#### [Texto fornecido]
Assassino confesso, Carlos Eduardo foi considerado inimputável --quando é incapaz de responder pelos seus atos-- pela Justiça em 2011 ao ser diagnosticado com esquizofrenia. Ele ficou internado em uma clínica psiquiátrica de 2010 a outubro de 2013, quando a Justiça de Goiás decidiu que ele poderia deixar a clínica e prosseguir com o tratamento ambulatorial em casa.

"O Código Penal diz que, havendo uma suspeita de insanidade mental, deve ser realizada a perícia. Se houver um histórico de esquizofrenia, é elemento mais que suficiente para que o próprio Ministério Público se manifeste a respeito", disse ao UOL o advogado de Carlos Eduardo, Gustavo Henrique Badaró.

“Os peritos fazem um juízo retrospectivo. Então, quanto mais perto da data do fato, melhor e mais preciso ele é. E a esquizofrenia é uma das doenças que podem levar à imputabilidade."

#### [Instruções das tarefas]
**A)** Diga se cada afirmação a seguir está de acordo com o texto sobre Carlos Eduardo. Responda sim ou não e cite, sem alterações, o trecho do texto que decide.
(i) Carlos Eduardo ficou internado em uma clínica psiquiátrica de 2010 a outubro de 2013.
(ii) Foi a Justiça de São Paulo que decidiu que ele poderia deixar a clínica.
(iii) Segundo o texto, os peritos fazem um juízo retrospectivo.
**B)** Prossiga com o texto sobre Carlos Eduardo a partir do ponto em que ele termina.

#### [Itens de dados]
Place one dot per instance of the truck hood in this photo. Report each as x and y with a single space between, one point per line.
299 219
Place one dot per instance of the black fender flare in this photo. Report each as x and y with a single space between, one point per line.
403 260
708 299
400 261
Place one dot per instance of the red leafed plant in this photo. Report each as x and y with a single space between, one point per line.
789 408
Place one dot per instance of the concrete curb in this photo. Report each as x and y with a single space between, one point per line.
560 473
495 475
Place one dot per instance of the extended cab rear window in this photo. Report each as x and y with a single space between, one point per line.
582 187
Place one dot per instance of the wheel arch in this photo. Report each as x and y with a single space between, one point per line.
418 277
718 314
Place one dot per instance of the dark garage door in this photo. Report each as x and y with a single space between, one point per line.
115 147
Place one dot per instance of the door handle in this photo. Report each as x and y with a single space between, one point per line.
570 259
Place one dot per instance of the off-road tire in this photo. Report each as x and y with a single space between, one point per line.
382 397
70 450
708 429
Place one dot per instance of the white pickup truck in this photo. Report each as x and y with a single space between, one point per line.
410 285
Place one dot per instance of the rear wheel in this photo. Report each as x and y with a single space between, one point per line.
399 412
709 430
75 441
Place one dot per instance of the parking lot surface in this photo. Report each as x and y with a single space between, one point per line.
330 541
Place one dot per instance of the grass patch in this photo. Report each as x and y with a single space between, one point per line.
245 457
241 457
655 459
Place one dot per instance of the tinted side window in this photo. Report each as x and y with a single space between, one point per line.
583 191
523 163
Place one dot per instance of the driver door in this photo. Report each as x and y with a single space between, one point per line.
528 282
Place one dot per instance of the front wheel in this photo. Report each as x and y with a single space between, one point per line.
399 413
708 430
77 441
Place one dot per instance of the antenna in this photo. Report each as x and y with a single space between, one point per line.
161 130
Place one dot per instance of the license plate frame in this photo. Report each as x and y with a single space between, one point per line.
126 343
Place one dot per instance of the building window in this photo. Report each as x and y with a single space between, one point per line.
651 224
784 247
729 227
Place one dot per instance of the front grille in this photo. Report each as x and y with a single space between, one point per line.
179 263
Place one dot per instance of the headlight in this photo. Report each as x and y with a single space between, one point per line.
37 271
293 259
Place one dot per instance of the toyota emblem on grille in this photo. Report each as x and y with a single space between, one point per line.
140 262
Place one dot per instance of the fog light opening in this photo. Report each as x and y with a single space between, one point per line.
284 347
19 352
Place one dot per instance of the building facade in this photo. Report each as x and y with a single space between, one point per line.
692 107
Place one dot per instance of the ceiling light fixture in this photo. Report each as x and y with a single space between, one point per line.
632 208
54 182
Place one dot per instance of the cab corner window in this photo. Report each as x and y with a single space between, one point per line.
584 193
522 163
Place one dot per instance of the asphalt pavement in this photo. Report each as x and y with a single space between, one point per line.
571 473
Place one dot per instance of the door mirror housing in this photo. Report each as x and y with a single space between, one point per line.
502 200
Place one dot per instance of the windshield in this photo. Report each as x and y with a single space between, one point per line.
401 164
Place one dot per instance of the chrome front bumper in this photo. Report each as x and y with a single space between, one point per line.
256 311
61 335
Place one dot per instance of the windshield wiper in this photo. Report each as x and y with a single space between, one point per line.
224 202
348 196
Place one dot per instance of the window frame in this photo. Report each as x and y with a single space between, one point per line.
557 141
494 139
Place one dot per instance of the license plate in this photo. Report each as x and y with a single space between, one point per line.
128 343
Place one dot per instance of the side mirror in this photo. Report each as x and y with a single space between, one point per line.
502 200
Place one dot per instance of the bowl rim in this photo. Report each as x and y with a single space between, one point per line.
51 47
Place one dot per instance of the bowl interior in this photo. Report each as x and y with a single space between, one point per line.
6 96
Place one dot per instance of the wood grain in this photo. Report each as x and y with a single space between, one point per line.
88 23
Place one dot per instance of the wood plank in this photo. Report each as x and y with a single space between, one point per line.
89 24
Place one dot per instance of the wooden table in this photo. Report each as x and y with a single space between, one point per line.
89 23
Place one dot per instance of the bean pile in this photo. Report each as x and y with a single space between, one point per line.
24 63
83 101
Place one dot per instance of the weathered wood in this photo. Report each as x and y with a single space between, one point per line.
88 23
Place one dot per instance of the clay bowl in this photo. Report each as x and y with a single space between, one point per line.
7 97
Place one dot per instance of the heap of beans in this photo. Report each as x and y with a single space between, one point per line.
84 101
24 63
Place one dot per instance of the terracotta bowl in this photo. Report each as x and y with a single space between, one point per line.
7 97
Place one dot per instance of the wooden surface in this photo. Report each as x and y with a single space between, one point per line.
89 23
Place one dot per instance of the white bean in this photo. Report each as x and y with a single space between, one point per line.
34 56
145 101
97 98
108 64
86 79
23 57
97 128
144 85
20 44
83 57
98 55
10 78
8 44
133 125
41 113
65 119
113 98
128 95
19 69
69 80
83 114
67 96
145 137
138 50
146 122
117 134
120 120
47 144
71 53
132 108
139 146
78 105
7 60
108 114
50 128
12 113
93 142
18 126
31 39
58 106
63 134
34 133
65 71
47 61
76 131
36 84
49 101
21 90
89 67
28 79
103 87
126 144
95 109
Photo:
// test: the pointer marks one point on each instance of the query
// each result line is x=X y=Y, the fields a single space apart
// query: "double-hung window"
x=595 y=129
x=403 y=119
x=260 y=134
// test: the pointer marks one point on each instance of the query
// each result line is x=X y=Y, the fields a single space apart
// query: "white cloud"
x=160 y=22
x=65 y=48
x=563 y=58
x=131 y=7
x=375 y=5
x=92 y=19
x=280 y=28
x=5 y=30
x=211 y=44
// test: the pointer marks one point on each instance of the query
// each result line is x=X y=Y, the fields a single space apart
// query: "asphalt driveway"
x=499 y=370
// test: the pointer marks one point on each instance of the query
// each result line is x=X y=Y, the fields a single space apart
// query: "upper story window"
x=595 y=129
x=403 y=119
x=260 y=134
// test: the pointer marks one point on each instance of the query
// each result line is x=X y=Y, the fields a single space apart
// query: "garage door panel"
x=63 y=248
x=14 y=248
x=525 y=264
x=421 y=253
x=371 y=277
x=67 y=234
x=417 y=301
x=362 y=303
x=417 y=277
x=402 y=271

#### [Respostas dos exercícios]
**A)**
(i) Sim: "Ele ficou internado em uma clínica psiquiátrica de 2010 a outubro de 2013"
(ii) Não: "a Justiça de Goiás decidiu que ele poderia deixar a clínica"
(iii) Sim: "Os peritos fazem um juízo retrospectivo."

**B)**
Ainda não se sabe qual será o tratamento dado a Eduardo Coutinho, filho de Eduardo Coutinho. No início da tarde desta segunda-feira (3), ele teve prisão preventiva decretada pela Justiça do Rio de Janeiro. A informação foi confirmada pelo diretor da Divisão de Homicídio do Estado do Rio, Rivaldo Barbosa de Araújo Júnior. "Diante de tudo que apuramos e tudo que chegou ao inquérito policial, Daniel é o autor dessa tragédia familiar", afirmou.
 
Um laudo sobre o diagnóstico de Daniel ainda não foi divulgado. Caso a Justiça o considere inimputável, ele pode não cumprir pena, seguindo para tratamento ambulatorial compulsório. Daniel, de 41 anos, está internado no Hospital Miguel Couto, na Gávea, na Zona Sul do Rio, sob custódia da polícia. Ele foi preso em flagrante e deve responder pelos crimes de homicídio e tentativa de homicídio -- por conta de sua mãe, Maria das Dores Coutinho, de 62 anos, que também está internada na UTI, no mesmo hospital, em estado grave.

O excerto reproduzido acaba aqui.